(SELECTED PASSAGE begins)

It’s heating up in saltwater, too, although it’s still not peak fishing season in North Carolina. We suggest you practice your skills inshore before big game season hits, with Black Drum, Redfish, and Trout all worthy opponents. If your heart is set on an offshore adventure, Yellowfin Tuna are on the menu, rubbing shoulders with their Bluefin cousins for a short period only. Again, just make sure that the weather is good before heading out.


Spring has truly spring in North Carolina come April, and anglers from all corners of the state (and beyond) come out. Fly fishing season kicks off for freshwater anglers, while saltwater fishing heats up the further out you go. Whether looking for some RnR during spring break, or hoping to take the kids away, NC is the place to be.

(SELECTED PASSAGE ends)

TASK 1: In the North Carolina fishing passage, which three fish does it name as inshore opponents to practice on before big game season?
TASK 2: Translate this sentence from the North Carolina fishing passage into Spanish: "Fly fishing season kicks off for freshwater anglers, while saltwater fishing heats up the further out you go."

(DATA begins)

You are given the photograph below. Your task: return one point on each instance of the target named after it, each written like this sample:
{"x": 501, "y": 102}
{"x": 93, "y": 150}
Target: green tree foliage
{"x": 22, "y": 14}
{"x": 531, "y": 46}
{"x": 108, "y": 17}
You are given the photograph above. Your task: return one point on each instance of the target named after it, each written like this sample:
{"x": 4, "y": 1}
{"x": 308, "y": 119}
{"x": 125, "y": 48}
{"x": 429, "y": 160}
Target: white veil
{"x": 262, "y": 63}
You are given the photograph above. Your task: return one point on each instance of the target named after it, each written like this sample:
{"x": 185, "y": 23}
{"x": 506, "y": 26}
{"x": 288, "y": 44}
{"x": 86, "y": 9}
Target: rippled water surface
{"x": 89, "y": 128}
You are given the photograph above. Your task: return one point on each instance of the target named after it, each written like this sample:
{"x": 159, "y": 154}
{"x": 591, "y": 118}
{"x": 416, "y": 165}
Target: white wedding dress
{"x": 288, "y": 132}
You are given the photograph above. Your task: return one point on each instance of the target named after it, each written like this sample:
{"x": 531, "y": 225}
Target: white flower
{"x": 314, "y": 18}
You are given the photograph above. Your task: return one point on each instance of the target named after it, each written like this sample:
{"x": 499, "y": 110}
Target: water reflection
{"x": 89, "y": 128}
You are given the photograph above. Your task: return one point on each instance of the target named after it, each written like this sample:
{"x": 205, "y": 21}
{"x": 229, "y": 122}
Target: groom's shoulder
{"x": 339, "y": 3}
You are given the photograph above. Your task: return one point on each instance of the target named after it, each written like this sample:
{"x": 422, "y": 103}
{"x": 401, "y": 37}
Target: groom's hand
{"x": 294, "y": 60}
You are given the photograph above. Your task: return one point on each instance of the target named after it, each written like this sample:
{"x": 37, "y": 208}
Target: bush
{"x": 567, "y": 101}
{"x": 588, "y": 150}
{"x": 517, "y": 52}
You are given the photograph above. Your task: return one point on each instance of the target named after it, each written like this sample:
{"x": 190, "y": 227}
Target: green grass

(DATA ends)

ANSWER 1: Black Drum, Redfish, and Trout.

ANSWER 2: La temporada de pesca con mosca arranca para los pescadores de agua dulce, mientras que la pesca en agua salada se intensifica cuanto más mar adentro se va.